Below is a set of records; print all of them exactly as written.

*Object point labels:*
☆ ☆ ☆ ☆ ☆

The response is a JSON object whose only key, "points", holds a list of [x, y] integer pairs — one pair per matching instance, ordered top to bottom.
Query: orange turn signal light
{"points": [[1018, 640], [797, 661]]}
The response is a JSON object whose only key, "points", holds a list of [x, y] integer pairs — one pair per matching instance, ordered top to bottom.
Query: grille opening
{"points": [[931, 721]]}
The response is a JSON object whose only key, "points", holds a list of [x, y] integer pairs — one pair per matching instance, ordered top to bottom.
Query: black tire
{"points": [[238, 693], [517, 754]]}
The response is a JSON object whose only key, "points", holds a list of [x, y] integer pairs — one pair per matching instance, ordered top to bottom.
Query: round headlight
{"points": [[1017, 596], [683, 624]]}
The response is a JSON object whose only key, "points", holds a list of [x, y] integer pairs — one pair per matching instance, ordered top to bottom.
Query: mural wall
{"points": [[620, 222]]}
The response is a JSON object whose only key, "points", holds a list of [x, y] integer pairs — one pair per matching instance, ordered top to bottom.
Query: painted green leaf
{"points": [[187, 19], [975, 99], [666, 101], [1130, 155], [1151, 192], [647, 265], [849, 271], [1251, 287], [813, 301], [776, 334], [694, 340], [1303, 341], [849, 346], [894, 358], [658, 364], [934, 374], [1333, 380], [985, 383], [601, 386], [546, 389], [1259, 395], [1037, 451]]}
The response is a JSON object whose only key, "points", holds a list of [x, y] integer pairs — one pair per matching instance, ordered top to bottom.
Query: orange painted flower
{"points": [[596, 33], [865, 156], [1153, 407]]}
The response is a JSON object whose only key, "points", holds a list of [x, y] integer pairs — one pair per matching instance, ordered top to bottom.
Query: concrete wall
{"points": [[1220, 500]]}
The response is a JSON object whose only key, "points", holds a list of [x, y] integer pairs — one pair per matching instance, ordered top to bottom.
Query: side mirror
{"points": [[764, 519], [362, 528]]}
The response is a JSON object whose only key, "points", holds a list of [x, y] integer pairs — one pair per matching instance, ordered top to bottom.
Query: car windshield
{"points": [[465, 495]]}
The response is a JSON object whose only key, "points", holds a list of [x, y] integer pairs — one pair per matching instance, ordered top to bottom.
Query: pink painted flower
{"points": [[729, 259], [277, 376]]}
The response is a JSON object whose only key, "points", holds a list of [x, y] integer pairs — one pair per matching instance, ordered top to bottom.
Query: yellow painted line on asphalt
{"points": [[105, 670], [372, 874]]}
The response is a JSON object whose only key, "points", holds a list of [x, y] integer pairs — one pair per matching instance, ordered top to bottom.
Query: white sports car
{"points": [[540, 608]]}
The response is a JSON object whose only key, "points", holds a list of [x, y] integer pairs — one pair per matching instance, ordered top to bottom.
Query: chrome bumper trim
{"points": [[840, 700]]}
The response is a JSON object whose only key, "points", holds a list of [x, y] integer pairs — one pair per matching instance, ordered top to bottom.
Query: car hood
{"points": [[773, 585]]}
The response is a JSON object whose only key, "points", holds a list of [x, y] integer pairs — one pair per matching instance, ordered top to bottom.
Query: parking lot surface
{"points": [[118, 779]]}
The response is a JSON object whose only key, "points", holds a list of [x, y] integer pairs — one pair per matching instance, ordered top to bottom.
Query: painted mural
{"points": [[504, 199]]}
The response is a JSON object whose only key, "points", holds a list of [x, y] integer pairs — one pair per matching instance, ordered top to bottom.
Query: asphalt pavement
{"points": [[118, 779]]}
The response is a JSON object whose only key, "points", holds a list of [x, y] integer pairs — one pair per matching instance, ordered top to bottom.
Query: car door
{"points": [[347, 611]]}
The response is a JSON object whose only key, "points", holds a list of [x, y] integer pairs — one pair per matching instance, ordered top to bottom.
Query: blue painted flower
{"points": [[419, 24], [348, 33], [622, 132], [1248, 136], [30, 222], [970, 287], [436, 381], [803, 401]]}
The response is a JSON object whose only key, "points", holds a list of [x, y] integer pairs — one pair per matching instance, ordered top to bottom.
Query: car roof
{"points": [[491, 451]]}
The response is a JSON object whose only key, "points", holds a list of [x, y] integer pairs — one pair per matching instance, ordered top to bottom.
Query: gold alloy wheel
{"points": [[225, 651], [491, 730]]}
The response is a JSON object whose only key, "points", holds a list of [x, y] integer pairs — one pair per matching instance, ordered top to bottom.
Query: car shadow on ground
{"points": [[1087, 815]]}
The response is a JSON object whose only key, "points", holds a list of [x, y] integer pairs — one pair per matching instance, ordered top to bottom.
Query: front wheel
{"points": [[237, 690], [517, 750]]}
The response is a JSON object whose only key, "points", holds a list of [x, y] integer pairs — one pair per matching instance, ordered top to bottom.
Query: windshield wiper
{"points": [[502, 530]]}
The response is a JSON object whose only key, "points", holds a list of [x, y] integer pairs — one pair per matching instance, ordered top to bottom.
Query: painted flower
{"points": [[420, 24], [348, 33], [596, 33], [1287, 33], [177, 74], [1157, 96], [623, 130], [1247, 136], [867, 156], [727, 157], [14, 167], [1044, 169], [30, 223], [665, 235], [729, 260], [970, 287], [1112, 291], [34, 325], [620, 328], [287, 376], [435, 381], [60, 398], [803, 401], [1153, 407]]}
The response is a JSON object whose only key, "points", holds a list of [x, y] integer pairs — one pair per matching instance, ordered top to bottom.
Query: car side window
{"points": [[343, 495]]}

☆ ☆ ☆ ☆ ☆

*OUTPUT BELOW:*
The response is a JSON object whose only key, "points", holds a list of [x, y] integer pairs — one pair per matching instance, ordered top to bottom.
Query: orange turn signal light
{"points": [[1018, 640], [797, 661]]}
The response is a JSON object whose only key, "points", holds a list of [x, y] integer pairs — one pair per matching instance, ordered top to bottom.
Query: grille opening
{"points": [[931, 721]]}
The response is a JSON object whose only key, "points", holds a list of [x, y] integer pairs — one pair per matching instance, ordered top to bottom.
Query: black tire
{"points": [[238, 693], [517, 754]]}
The response is a JSON object whose only key, "points", holds a list of [x, y] integer pairs — one pair per matching instance, ordered top to bottom.
Query: round headlight
{"points": [[1017, 596], [683, 624]]}
The response is a JSON object whose only key, "points", holds a list of [x, y] integer pairs — one pair per matching instance, ordered top to bottom.
Query: mural wall
{"points": [[620, 222]]}
The response is a JSON object whose only key, "points", holds a list of [x, y] integer pairs — one pair per matching instance, ordered top to bottom.
Query: painted green leaf
{"points": [[187, 19], [975, 99], [666, 101], [1130, 155], [1151, 192], [647, 265], [849, 271], [1251, 287], [813, 301], [776, 334], [694, 340], [1303, 341], [849, 346], [894, 358], [658, 364], [934, 374], [1333, 380], [985, 383], [601, 386], [546, 389], [1259, 395], [1037, 451]]}
The response is a JSON object whose only key, "points", holds a list of [x, y] integer pairs — one pair per matching instance, ordered top to bottom.
Query: orange painted flower
{"points": [[596, 33], [865, 156], [1153, 407]]}
The response is a JSON object whose only key, "points", holds a list of [x, y] integer pairs — one pair per matching instance, ordered top to bottom.
Query: concrete wall
{"points": [[1220, 500]]}
The response is a JSON object whose only key, "points", holds a list of [x, y] integer pairs — one pair per matching instance, ordered top to bottom.
Query: side mirror
{"points": [[764, 519], [362, 528]]}
The response is a JSON object whose only key, "points", holds a list of [x, y] integer pairs — one pair per matching instance, ordered top to bottom.
Query: car windshield
{"points": [[465, 495]]}
The response is a JSON object whose only key, "points", holds a list of [x, y] integer pairs — one pair per matching instance, ordered top to bottom.
Query: pink painted flower
{"points": [[729, 259], [277, 376]]}
The response is a JSON object whose only key, "points", holds a list of [x, y] integer pairs — one pair per matching instance, ordered top to bottom.
Query: yellow painted line on asphalt
{"points": [[105, 670], [372, 874]]}
The response is a JSON object whose only key, "points", holds a list of [x, y] integer pairs — one pair per matching instance, ordered top to bottom.
Query: white sports car
{"points": [[540, 608]]}
The response is a JSON object whose only key, "points", holds a list of [x, y] integer pairs — one pair per matching instance, ordered top to bottom.
Query: chrome bumper trim
{"points": [[840, 700]]}
The response is a JSON object whose only key, "points", holds a list of [x, y] integer pairs — one pair per matching instance, ordered top to bottom.
Query: car hood
{"points": [[773, 585]]}
The response is a JSON object whose only key, "points", holds a list of [x, y] integer pairs — one pair per matching instance, ordered top to bottom.
Query: parking lot surface
{"points": [[118, 779]]}
The response is a JSON object whose only key, "points", holds a list of [x, y] integer pairs — one pair per matching instance, ordered top to bottom.
Query: painted mural
{"points": [[504, 199]]}
The response is a JSON object whose only key, "points", holds a list of [x, y] integer pairs — one pair per matching instance, ordered top to bottom.
Query: asphalt pavement
{"points": [[118, 779]]}
The response is a JSON object whose only key, "points", holds a list of [x, y] integer pairs — one pair per matching instance, ordered top to bottom.
Query: car door
{"points": [[347, 611]]}
The response is a JSON object whose only key, "points", holds a list of [x, y] integer pairs — one pair per matching instance, ordered top to bottom.
Query: blue painted flower
{"points": [[419, 24], [348, 33], [622, 132], [1248, 136], [30, 222], [970, 287], [436, 381], [803, 401]]}
The response is a JSON object whose only key, "points", holds a list of [x, y] integer pairs — one pair per matching instance, ordered top to bottom.
Query: car roof
{"points": [[491, 451]]}
The response is a JSON object whose only key, "points", holds a list of [x, y] integer pairs — one pair per matching instance, ordered top to bottom.
Query: gold alloy wheel
{"points": [[225, 651], [491, 730]]}
The response is a JSON object whose only key, "points", holds a list of [x, y] integer pairs — one pair per matching instance, ordered top to bottom.
Query: car shadow on ground
{"points": [[1087, 815]]}
The response is a JSON object whose only key, "points", holds a list of [x, y] integer pairs — one pair per matching instance, ordered top to bottom.
Query: front wheel
{"points": [[237, 690], [517, 750]]}
The response is a JSON object whose only key, "points", holds a list of [x, y] integer pairs — one pair per matching instance, ordered top to bottom.
Query: windshield wiper
{"points": [[502, 530]]}
The response is a JSON object whose only key, "points", holds a list of [x, y] integer pairs — one pair per matching instance, ordered top to bottom.
Query: painted flower
{"points": [[420, 24], [348, 33], [596, 33], [1287, 33], [177, 74], [1157, 96], [623, 130], [1247, 136], [867, 156], [727, 157], [14, 167], [1044, 169], [30, 223], [665, 235], [729, 260], [970, 287], [1112, 291], [34, 325], [620, 328], [287, 376], [435, 381], [60, 398], [803, 401], [1153, 407]]}
The response is a JSON object whose only key, "points", holds a list of [x, y] integer pairs — one pair per matching instance, ordered top to bottom.
Query: car side window
{"points": [[343, 495]]}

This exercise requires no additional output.